* _Directions_
Pull out each line below that contains the string "iguana" and copy those lines in full. Count only matches with the same capitalization.

* _Records for processing_
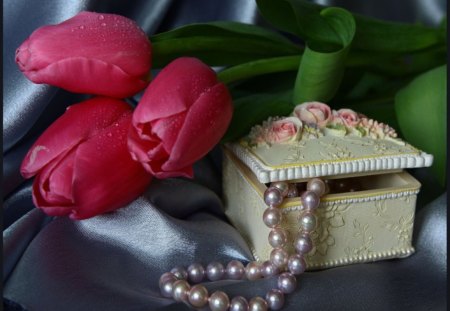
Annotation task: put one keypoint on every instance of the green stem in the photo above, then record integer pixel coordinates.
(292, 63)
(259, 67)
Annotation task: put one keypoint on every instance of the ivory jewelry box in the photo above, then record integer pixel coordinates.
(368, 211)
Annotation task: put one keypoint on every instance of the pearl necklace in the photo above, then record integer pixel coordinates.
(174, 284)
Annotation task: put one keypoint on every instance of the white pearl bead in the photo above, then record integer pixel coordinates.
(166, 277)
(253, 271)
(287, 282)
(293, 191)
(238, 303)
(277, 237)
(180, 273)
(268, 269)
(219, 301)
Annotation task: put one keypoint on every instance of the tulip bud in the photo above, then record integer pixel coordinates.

--

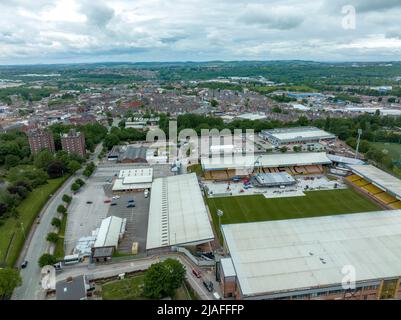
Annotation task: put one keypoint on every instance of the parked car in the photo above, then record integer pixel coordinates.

* * *

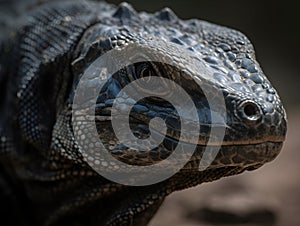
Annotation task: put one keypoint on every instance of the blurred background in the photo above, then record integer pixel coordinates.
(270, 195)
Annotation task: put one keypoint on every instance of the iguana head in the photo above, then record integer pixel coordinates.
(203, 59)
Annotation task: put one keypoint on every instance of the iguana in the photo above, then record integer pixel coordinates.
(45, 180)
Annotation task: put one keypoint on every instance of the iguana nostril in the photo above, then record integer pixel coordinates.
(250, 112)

* _Answer to this problem_
Annotation task: put one keypoint on every instance of the iguana head in the photo above, then record integer pixel coordinates.
Annotation task: put one keypoint on every instance of the iguana in the photo above, then record integer pixel coordinates.
Annotation task: put one keypoint on every instance of the iguana nostril in the photo above, then record integer pixel coordinates.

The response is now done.